▶ _TO DO_: Write out, word for word, the lines below, starting at the line that contains "Reviewer note: every instance of the white" and ending at the line that contains "column 249, row 264", with both of those lines included.

________________________________________

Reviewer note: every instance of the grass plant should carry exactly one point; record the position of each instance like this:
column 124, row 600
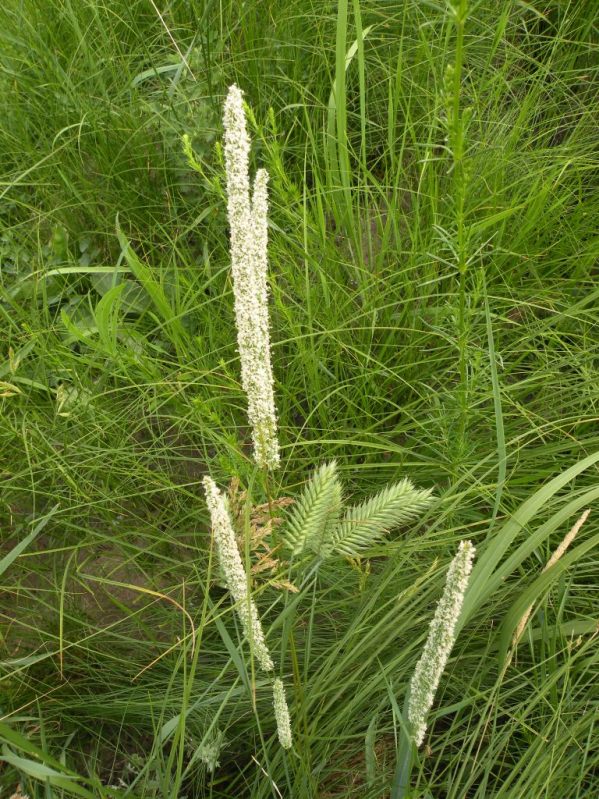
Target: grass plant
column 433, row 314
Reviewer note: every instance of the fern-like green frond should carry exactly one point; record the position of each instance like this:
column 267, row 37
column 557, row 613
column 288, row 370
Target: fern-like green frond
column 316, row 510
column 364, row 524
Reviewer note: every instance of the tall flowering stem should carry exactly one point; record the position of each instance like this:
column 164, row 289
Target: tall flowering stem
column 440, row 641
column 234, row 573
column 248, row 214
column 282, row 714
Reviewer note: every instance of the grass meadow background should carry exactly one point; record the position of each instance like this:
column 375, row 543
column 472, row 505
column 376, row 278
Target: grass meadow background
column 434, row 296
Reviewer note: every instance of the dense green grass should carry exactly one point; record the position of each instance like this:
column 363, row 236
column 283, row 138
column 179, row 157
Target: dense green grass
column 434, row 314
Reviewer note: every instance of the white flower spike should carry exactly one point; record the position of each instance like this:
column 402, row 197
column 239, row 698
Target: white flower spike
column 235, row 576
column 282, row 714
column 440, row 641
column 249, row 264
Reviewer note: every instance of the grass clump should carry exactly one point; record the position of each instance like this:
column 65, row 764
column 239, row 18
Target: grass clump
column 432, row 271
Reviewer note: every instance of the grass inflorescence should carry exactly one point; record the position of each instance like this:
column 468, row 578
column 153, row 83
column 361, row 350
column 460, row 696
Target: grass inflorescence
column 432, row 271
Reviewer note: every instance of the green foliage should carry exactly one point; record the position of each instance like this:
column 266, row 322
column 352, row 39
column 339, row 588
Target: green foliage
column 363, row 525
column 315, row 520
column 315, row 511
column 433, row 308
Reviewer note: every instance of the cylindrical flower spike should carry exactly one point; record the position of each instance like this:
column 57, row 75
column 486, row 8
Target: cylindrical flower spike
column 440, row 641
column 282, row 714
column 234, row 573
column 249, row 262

________________________________________

▶ _EXERCISE OUTPUT_:
Reviewer note: every instance of the white flower spike should carry exactly one point; record the position of each instance like this:
column 402, row 197
column 239, row 698
Target: white flower spike
column 235, row 576
column 282, row 714
column 440, row 641
column 249, row 264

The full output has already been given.